**EXCERPTED TEXT**
* * * * * * *

Norwegian orienteer (born 1987)

Magne Dæhli (born 24 April 1987) is a Norwegian orienteering competitor, ski-orienteer, and cross-country skier. His achievements include five medals in the relay at the World Orienteering Championships, of which three are gold medals. His best individual performances include a silver medal in the long distance from the European Orienteering Championships, and a bronze medal in the middle distance from the 2019 World Orienteering Championships.

==Junior career==
Dæhli competed at the 2005 Junior World Orienteering Championships in Tenero, where he received a gold medal in the relay event. He won two silver medals in the 2007 junior world championships, in the long distance and in the relay. He competed at the 2005 Junior World Ski Orienteering Championships, where he placed seventh in the sprint, ninth in the middle distance, and fourth in the relay. At the 2006 Junior World Ski Orienteering Championships, he won a bronze medal in the middle distance, a bronze medal in the long distance, placed sixth in the sprint, and won a silver medal in the relay with the Norwegian team.

* * * * * * *

**ENTRIES SUPPLIED**
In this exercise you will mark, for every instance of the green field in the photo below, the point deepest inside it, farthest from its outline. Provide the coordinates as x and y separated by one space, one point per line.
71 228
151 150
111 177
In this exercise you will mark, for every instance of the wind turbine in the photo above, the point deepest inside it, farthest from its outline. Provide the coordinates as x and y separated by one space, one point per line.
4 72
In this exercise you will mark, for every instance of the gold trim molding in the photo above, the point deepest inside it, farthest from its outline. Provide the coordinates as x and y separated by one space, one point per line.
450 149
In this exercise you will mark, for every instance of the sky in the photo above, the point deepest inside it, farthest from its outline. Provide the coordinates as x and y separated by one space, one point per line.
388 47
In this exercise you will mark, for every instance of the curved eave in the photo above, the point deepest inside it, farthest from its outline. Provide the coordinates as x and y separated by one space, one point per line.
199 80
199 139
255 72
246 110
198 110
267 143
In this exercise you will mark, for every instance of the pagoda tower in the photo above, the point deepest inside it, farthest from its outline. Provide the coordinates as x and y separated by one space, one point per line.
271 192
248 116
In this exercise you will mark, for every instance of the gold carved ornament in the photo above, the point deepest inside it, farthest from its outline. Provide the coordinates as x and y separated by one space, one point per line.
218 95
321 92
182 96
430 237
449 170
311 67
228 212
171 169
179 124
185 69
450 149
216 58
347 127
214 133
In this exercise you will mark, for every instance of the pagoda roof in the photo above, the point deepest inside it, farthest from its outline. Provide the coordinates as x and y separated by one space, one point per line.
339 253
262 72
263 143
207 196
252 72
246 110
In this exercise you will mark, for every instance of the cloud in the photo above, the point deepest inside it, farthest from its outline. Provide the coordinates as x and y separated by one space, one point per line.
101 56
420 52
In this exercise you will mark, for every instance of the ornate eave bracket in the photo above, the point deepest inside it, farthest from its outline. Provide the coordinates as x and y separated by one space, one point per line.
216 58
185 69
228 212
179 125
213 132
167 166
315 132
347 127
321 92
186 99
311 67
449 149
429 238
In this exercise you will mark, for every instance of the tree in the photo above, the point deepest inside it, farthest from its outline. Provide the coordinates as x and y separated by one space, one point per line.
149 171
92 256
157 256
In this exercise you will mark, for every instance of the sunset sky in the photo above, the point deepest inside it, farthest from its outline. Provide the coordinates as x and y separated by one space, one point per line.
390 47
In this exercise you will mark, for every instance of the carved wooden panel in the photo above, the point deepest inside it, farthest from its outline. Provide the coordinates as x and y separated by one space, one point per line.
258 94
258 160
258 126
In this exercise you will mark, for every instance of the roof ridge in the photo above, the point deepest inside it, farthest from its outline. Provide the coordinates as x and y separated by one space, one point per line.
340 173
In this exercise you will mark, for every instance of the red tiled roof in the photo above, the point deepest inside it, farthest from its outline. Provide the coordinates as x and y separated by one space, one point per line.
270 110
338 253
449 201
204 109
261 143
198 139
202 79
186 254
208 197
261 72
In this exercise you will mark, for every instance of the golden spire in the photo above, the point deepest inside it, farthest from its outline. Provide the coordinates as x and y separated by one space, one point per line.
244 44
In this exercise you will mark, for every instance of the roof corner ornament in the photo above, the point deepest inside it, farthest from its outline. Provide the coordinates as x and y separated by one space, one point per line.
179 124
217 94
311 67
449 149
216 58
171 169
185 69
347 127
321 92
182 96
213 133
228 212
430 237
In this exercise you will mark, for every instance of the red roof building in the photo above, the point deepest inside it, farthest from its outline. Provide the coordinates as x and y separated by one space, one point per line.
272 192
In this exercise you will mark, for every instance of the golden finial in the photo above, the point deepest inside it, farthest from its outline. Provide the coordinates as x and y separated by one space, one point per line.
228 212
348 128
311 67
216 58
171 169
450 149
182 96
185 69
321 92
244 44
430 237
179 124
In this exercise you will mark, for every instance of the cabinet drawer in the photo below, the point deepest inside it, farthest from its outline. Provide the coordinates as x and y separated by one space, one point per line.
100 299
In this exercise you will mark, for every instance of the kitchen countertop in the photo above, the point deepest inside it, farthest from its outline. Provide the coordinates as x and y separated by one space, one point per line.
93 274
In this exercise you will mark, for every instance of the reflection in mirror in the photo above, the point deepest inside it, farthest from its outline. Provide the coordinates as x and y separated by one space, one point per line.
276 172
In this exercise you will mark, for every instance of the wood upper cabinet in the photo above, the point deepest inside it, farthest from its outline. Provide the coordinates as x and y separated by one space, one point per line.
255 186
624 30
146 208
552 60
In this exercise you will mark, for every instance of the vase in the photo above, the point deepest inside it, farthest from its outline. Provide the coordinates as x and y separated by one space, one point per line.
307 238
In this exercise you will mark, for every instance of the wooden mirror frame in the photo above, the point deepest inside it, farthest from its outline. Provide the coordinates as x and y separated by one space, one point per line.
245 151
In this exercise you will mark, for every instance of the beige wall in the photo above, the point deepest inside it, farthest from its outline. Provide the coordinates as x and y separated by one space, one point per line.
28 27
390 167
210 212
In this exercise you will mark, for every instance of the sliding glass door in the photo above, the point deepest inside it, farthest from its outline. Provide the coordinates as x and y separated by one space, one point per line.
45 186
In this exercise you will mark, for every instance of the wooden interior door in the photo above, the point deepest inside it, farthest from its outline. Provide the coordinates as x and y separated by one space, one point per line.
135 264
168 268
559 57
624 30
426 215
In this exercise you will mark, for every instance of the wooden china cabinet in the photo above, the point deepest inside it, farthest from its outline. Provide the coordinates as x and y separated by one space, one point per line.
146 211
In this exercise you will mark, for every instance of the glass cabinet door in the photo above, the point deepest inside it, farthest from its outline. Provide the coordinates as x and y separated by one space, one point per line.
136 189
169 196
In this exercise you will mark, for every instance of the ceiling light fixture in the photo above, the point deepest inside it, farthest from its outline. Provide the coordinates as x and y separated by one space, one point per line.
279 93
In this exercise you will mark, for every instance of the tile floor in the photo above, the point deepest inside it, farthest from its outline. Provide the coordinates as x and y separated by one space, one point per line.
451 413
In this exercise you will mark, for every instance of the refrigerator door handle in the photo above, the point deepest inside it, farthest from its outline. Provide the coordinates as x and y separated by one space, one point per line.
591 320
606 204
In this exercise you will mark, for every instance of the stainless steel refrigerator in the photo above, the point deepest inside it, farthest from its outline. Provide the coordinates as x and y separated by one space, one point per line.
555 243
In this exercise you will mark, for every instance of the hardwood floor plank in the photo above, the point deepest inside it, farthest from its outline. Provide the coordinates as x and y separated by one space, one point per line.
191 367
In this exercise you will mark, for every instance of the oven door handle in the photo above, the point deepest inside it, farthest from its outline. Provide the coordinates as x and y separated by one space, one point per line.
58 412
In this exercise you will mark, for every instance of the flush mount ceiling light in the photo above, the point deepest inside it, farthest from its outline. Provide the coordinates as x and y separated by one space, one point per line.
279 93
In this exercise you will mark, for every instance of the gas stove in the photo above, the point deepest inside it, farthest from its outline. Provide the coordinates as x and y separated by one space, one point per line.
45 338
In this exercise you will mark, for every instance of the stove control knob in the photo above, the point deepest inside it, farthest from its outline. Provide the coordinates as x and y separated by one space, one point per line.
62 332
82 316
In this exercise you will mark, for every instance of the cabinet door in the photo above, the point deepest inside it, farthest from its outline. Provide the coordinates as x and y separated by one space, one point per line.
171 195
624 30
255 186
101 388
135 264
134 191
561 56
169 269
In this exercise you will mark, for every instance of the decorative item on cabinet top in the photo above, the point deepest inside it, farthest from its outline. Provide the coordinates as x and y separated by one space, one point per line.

* * * * * * *

**TASKS TO CARRY OUT**
[1] Reproduce word for word the stretch of the Magne Dæhli biography from "Norwegian orienteer (born" through "World Orienteering Championships.".
[2] Carry on the Magne Dæhli biography from the point where it stops.

**WRITTEN RESPONSES**
[1]
Norwegian orienteer (born 1987)

Magne Dæhli (born 24 April 1987) is a Norwegian orienteering competitor, ski-orienteer, and cross-country skier. His achievements include five medals in the relay at the World Orienteering Championships, of which three are gold medals. His best individual performances include a silver medal in the long distance from the European Orienteering Championships, and a bronze medal in the middle distance from the 2019 World Orienteering Championships.

[2]
==Senior career==
Dæhli competed for Norway at the 2012 World Orienteering Championships. In the middle distance he qualified for the final, where he placed seventh, 1:23 minutes behind winner Edgars Bertuks. He was part of the Norwegian team that placed second in the relay at the 2012 World Championships, along with Carl Waaler Kaas and Olav Lundanes. He placed 20th overall in the Orienteering World Cup in 2012. At the 2013 World Orienteering Championships he placed fifth in the long distance, and sixth in the relay with the Norwegian team. In 2013 he placed 17th overall in the World Cup. He competed in the 2014 World Orienteering Championships in Italy, where he placed 11th in the long course. In 2014 he placed 10th overall in the World Cup. He achieved a silver medal in the relay in the 2015 World Orienteering Championships in Inverness, where he also placed fourth in the middle distance, and 13th in the long distance. In 2015 he placed fifth overall in the World Cup. He was part of the winning team in the relay at the 2016 World Orienteering Championships in Strömstad, where he also placed sixth in the middle and sixth in the long distance. In 2016 he placed seventh overall in the World Cup. At the 2017 World Orienteering Championships in Tartu he won a gold medal in the relay for the second time, and placed fourth in the long and ninth in the middle distance.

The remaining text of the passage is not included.